● **Task brief**
Copy out every record below, word for word.

+++ Provided material +++

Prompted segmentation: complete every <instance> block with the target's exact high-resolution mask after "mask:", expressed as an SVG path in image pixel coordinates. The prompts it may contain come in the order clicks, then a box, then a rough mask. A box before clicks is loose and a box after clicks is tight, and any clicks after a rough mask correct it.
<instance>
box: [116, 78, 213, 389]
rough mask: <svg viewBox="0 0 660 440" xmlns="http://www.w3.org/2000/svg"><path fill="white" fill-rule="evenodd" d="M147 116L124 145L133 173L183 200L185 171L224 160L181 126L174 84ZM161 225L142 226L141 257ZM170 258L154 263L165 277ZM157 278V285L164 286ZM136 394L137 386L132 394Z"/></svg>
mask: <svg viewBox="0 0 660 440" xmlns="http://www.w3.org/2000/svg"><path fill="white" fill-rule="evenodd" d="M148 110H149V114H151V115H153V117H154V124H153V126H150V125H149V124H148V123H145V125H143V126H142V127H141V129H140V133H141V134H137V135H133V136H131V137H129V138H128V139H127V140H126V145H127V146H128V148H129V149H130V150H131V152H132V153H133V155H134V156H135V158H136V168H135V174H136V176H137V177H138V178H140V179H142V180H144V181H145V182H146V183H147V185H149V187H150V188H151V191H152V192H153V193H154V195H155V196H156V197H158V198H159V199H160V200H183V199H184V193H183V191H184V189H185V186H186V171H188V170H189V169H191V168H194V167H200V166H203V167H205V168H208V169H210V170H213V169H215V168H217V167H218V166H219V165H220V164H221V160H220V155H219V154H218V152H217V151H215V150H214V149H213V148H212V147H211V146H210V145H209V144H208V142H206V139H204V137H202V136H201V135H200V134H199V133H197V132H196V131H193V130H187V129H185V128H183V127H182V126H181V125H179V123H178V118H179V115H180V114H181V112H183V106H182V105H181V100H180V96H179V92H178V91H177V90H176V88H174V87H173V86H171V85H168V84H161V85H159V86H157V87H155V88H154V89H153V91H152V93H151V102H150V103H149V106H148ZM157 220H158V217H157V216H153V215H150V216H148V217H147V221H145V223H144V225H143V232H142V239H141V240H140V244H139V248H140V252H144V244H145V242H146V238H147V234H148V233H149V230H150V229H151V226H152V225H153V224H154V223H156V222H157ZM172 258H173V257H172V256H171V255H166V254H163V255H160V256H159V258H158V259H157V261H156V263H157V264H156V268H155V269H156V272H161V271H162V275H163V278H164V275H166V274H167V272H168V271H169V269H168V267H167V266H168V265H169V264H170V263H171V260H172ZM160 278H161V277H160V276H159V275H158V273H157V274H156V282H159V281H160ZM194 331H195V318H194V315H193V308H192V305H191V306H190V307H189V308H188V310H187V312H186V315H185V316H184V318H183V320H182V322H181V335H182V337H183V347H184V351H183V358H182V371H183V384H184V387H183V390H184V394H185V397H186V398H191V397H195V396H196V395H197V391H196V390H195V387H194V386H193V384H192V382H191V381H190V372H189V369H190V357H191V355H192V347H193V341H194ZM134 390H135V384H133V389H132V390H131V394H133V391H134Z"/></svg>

+++

● **Task solution**
Prompted segmentation: complete every <instance> block with the target's exact high-resolution mask after "mask:", expressed as an SVG path in image pixel coordinates. The prompts it may contain come in the order clicks, then a box, then a rough mask. A box before clicks is loose and a box after clicks is tight, and any clicks after a rough mask correct it.
<instance>
box: [116, 78, 213, 389]
rough mask: <svg viewBox="0 0 660 440" xmlns="http://www.w3.org/2000/svg"><path fill="white" fill-rule="evenodd" d="M147 116L124 145L133 173L183 200L185 171L224 160L181 126L174 84ZM161 225L142 226L141 257ZM170 258L154 263L165 277ZM157 278V285L164 286ZM136 394L137 386L132 394Z"/></svg>
mask: <svg viewBox="0 0 660 440" xmlns="http://www.w3.org/2000/svg"><path fill="white" fill-rule="evenodd" d="M148 110H149V114H151V115H153V117H154V124H153V126H150V125H149V124H148V123H145V125H143V126H142V127H141V129H140V133H141V134H137V135H133V136H131V137H129V138H128V139H127V140H126V145H127V146H128V148H129V149H130V150H131V152H132V153H133V155H134V156H135V158H136V168H135V174H136V176H137V177H138V178H140V179H142V180H144V181H145V182H146V183H147V185H149V187H150V188H151V191H152V192H153V193H154V195H155V196H156V197H158V198H159V199H160V200H183V199H184V193H183V191H184V189H185V186H186V171H188V170H189V169H191V168H194V167H200V166H203V167H205V168H208V169H210V170H213V169H215V168H217V167H218V166H219V165H220V164H221V160H220V155H219V154H218V152H217V151H215V150H214V149H213V148H212V147H211V146H210V145H209V144H208V142H206V139H204V137H202V136H201V135H200V134H199V133H197V132H196V131H193V130H187V129H185V128H183V127H182V126H181V125H179V123H178V118H179V115H180V114H181V112H183V106H182V105H181V100H180V96H179V92H178V91H177V90H176V88H174V87H173V86H171V85H168V84H161V85H159V86H157V87H155V88H154V89H153V91H152V93H151V102H150V103H149V106H148ZM157 220H158V217H157V216H153V215H150V216H148V217H147V221H145V223H144V225H143V232H142V239H141V240H140V244H139V248H140V252H144V244H145V242H146V238H147V234H148V233H149V230H150V229H151V226H152V225H153V224H154V223H156V222H157ZM172 258H173V257H172V256H171V255H166V254H163V255H160V256H159V258H158V259H157V261H156V263H157V264H156V268H155V269H156V272H161V271H162V275H163V278H164V275H166V274H167V272H168V271H169V269H168V267H167V266H168V265H169V264H170V263H171V260H172ZM160 278H161V277H160V276H159V275H158V273H157V274H156V282H159V281H160ZM194 331H195V318H194V315H193V308H192V305H191V306H190V307H189V308H188V310H187V312H186V315H185V316H184V318H183V320H182V322H181V335H182V337H183V347H184V351H183V358H182V371H183V384H184V387H183V390H184V394H185V397H186V398H191V397H195V396H196V395H197V391H196V390H195V387H194V386H193V384H192V382H191V381H190V372H189V369H190V357H191V355H192V347H193V341H194ZM134 390H135V384H133V389H132V390H131V394H133V391H134Z"/></svg>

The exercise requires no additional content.